Exercise task: Copy out the lines of the material starting at the line containing "Put a dot on the dark" and ending at its last line, requests included. Scale every answer's point coordinates by 1.65 and round them to whole numbers, with halves going up, but leave the requests and their sample coordinates unchanged.

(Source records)

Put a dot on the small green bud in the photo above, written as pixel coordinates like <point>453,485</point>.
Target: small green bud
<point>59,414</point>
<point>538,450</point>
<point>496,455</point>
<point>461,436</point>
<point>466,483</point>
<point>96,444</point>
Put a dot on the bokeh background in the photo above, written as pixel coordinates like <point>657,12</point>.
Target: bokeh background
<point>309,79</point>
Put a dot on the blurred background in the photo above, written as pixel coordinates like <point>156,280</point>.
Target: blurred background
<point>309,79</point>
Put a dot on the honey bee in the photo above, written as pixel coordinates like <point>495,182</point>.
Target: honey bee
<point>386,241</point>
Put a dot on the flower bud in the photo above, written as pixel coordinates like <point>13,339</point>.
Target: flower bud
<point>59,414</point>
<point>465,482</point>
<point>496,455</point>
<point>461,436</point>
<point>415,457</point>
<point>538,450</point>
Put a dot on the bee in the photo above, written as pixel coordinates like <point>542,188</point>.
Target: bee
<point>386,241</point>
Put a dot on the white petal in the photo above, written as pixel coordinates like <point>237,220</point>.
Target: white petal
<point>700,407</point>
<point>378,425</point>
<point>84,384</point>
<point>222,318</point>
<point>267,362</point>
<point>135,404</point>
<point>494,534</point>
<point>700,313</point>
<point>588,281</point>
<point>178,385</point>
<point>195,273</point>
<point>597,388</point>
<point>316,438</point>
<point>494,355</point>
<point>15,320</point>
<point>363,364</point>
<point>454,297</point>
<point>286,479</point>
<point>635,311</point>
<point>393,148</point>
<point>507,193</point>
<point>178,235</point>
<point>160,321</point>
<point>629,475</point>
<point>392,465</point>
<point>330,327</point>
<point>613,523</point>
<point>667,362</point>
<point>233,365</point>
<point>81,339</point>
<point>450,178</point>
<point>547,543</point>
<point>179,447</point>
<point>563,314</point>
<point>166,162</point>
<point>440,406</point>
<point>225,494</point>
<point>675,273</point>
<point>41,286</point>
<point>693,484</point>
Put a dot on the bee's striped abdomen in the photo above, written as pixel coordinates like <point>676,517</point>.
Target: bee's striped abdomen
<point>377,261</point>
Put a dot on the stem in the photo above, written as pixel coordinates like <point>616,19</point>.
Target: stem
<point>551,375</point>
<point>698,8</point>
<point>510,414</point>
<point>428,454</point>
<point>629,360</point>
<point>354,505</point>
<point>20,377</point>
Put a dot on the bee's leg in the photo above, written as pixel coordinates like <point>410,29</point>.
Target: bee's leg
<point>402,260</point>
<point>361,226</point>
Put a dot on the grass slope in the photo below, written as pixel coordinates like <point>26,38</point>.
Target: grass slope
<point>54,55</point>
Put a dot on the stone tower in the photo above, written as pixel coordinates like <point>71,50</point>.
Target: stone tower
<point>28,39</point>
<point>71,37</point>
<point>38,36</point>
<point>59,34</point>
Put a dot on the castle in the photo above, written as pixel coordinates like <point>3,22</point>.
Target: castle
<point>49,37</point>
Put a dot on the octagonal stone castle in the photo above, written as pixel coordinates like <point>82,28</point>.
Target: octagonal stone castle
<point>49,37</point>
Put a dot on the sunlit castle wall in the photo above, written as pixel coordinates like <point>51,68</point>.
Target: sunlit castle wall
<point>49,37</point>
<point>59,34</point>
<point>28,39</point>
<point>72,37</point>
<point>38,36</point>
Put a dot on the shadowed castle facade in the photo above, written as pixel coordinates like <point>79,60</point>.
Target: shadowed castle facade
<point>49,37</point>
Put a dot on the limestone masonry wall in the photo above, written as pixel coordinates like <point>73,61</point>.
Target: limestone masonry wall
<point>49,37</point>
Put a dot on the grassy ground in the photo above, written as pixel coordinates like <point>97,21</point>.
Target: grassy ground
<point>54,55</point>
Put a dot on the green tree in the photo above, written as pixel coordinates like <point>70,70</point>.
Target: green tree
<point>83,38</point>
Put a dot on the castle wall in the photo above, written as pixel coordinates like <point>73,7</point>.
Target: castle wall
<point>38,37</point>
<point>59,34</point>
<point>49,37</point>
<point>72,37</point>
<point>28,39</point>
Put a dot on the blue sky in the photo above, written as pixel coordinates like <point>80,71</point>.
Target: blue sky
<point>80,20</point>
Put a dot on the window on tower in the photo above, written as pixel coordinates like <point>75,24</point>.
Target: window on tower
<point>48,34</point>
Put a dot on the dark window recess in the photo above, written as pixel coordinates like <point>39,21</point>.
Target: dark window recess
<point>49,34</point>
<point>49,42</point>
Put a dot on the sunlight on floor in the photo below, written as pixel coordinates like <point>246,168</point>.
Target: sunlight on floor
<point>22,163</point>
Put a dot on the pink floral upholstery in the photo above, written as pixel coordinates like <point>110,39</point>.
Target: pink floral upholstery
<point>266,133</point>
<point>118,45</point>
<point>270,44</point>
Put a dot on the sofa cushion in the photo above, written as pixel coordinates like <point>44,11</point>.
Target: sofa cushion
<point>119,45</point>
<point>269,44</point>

Correct answer:
Put a dot on the dark window recess in the photo above, written as pixel coordinates like <point>39,21</point>.
Target: dark window recess
<point>81,56</point>
<point>81,69</point>
Put a dot on the sunlight on floor in the photo below, written as pixel coordinates like <point>246,168</point>.
Target: sunlight on floor
<point>36,269</point>
Put a dot on the pink floral upholstery in the photo above, written as pixel coordinates like <point>110,39</point>.
Target: pink floral upholstery
<point>439,219</point>
<point>195,74</point>
<point>446,73</point>
Put a dot on the sofa cushion in the photo above, written as pixel coordinates like <point>44,11</point>.
Target: sofa cushion
<point>196,74</point>
<point>444,73</point>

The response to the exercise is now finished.